# Input data start
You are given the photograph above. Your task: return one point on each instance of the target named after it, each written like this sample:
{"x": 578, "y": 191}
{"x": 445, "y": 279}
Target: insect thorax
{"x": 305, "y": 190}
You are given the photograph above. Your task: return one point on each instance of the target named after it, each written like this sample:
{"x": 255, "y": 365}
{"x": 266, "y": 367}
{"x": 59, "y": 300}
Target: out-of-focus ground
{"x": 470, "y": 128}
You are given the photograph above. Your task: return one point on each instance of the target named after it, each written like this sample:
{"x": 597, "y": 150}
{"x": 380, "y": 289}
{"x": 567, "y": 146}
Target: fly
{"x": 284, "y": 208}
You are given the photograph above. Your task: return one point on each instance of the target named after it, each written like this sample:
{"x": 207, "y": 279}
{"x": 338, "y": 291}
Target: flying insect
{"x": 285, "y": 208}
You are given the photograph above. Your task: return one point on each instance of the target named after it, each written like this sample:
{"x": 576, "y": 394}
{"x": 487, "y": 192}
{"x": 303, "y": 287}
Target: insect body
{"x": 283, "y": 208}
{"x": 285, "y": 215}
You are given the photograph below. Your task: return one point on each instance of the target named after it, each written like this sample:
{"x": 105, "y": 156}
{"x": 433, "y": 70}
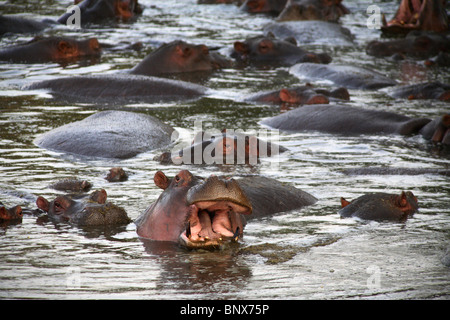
# Input data end
> **Short task**: Reproduce all of the entries with every occurrence of "photograph" replaced by "image", leaving everything else unchanged. Leave the picture out of the output.

> **Solution below**:
You are given the image above. Your task: return one point on each instance of the target named after it, each written like this sample:
{"x": 578, "y": 191}
{"x": 445, "y": 279}
Target: insect thorax
{"x": 305, "y": 190}
You are given the image above. Your task: return one point on each instance of the target named after it, each written like this sample:
{"x": 255, "y": 365}
{"x": 266, "y": 367}
{"x": 59, "y": 300}
Target: out-of-focus ground
{"x": 470, "y": 128}
You are given the image above. Your task: return one point on each instance of the target named after it, each written like this sample:
{"x": 597, "y": 150}
{"x": 380, "y": 289}
{"x": 567, "y": 146}
Target: fly
{"x": 284, "y": 208}
You are given the image above. Your task: return one point on each instance of the target named after it, each written like this sample:
{"x": 207, "y": 279}
{"x": 338, "y": 291}
Target: flying insect
{"x": 285, "y": 208}
You are given the image above. Your task: return one point on each instance of the target named after it, each written like this sample:
{"x": 576, "y": 394}
{"x": 487, "y": 192}
{"x": 303, "y": 287}
Target: insect body
{"x": 283, "y": 208}
{"x": 285, "y": 215}
You are given the image below. Your task: return one point on each instance of the target named after it, each written like this sample:
{"x": 105, "y": 156}
{"x": 433, "y": 70}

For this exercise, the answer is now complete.